■ Raw records:

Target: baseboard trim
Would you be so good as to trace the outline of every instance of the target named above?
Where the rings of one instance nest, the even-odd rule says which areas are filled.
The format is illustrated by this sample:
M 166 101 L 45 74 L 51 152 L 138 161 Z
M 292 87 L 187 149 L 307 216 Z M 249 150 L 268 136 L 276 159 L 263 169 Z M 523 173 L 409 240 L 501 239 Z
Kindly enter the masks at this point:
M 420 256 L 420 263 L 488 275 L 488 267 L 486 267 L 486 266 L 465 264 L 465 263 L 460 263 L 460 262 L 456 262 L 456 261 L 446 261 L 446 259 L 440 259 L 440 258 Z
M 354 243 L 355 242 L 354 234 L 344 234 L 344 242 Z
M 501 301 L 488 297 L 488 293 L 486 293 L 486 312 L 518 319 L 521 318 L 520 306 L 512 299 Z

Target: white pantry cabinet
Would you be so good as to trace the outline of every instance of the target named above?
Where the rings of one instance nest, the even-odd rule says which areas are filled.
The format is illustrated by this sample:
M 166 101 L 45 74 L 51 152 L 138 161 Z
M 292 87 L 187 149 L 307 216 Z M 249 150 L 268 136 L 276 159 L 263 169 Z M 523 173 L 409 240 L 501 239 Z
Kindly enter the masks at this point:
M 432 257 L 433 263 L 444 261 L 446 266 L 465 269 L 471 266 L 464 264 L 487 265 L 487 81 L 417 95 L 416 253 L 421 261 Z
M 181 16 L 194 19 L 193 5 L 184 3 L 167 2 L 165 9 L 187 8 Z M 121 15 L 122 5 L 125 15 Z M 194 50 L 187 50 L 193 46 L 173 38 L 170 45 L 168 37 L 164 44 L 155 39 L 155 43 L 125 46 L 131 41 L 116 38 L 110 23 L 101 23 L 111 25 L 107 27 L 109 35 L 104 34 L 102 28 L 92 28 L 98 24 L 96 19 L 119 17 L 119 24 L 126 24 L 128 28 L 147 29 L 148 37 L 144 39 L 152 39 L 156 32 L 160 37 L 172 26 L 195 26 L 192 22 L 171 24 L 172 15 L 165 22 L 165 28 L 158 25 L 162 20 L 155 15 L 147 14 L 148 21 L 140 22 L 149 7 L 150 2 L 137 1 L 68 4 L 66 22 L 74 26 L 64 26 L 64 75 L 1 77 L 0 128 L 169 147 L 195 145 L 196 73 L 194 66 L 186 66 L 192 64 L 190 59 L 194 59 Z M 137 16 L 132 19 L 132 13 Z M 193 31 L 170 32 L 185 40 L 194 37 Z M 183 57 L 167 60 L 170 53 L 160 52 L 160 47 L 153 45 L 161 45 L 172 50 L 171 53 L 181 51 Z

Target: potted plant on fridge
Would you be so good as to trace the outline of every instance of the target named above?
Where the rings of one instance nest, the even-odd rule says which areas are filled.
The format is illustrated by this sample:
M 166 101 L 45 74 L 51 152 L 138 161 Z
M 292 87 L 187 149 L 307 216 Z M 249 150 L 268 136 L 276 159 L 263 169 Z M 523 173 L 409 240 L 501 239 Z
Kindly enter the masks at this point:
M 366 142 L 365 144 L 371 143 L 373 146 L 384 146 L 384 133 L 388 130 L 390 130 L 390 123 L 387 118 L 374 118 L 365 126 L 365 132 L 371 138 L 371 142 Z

■ What the task requires:
Render every line of the entries above as a JSON array of strings, one string per line, with blank lines omitted.

■ Task solution:
[
  "Target: baseboard trim",
  "Would you be so good as to trace the outline of every instance of the target named above?",
  "Where the rings of one instance nest, the even-odd rule says which areas are filled.",
  "The format is illustrated by this sample:",
  "M 166 101 L 45 74 L 51 152 L 138 161 Z",
  "M 292 87 L 187 149 L 307 216 Z M 249 150 L 268 136 L 276 159 L 263 169 Z M 523 173 L 409 240 L 501 239 Z",
  "Kindly enter the masks at this point:",
  "M 420 256 L 420 263 L 488 275 L 488 267 L 486 267 L 486 266 L 465 264 L 465 263 L 460 263 L 460 262 L 456 262 L 456 261 L 446 261 L 446 259 L 440 259 L 440 258 Z",
  "M 354 243 L 355 242 L 354 234 L 344 234 L 344 242 Z",
  "M 501 301 L 488 297 L 488 293 L 486 293 L 486 312 L 518 319 L 521 318 L 520 306 L 512 299 Z",
  "Target: white pantry cabinet",
  "Would you be so good as to trace the outline of every instance of the target named above?",
  "Where the rings of one instance nest, the even-odd rule says which areas are filled.",
  "The format is illustrated by this sample:",
  "M 166 101 L 45 74 L 51 152 L 138 161 Z",
  "M 292 87 L 187 149 L 307 216 Z M 249 150 L 268 136 L 276 159 L 263 169 Z M 523 173 L 409 240 L 501 239 Z",
  "Kindly enter the masks at this point:",
  "M 432 257 L 433 263 L 444 261 L 446 266 L 465 269 L 471 266 L 464 264 L 487 265 L 487 81 L 417 95 L 416 253 L 421 261 Z",
  "M 181 16 L 194 19 L 193 5 L 184 3 L 167 2 L 165 9 L 187 8 Z M 121 15 L 122 5 L 125 15 Z M 194 50 L 187 50 L 193 46 L 173 38 L 170 45 L 168 37 L 164 44 L 155 39 L 155 43 L 125 46 L 131 41 L 116 38 L 110 23 L 101 23 L 111 25 L 107 27 L 109 35 L 104 34 L 102 28 L 92 28 L 98 24 L 96 19 L 119 17 L 119 24 L 126 24 L 128 28 L 147 29 L 148 37 L 144 39 L 152 39 L 156 32 L 160 37 L 172 26 L 195 26 L 192 22 L 171 24 L 172 15 L 165 22 L 165 28 L 158 25 L 162 20 L 155 15 L 147 14 L 148 21 L 140 22 L 149 7 L 150 2 L 137 1 L 68 4 L 66 22 L 74 26 L 64 26 L 64 75 L 1 77 L 0 128 L 169 147 L 195 145 L 196 73 L 194 66 L 186 66 L 192 64 L 190 59 L 194 59 Z M 137 16 L 132 19 L 132 13 Z M 193 31 L 170 32 L 185 40 L 194 37 Z M 183 57 L 167 60 L 170 53 L 160 52 L 160 47 L 153 45 L 161 45 L 172 50 L 171 53 L 181 51 Z",
  "Target: potted plant on fridge",
  "Would you be so good as to trace the outline of every instance of the target named above?",
  "Where the rings of one instance nest, the even-odd rule says which areas are filled.",
  "The format is illustrated by this sample:",
  "M 166 101 L 45 74 L 51 152 L 138 161 Z",
  "M 292 87 L 187 149 L 307 216 Z M 249 150 L 268 136 L 276 159 L 263 169 Z M 523 173 L 409 240 L 501 239 Z",
  "Kindly enter the masks at this point:",
  "M 366 142 L 365 144 L 371 143 L 373 146 L 384 146 L 384 133 L 388 130 L 390 130 L 390 123 L 387 118 L 374 118 L 365 126 L 365 132 L 371 138 L 371 142 Z"
]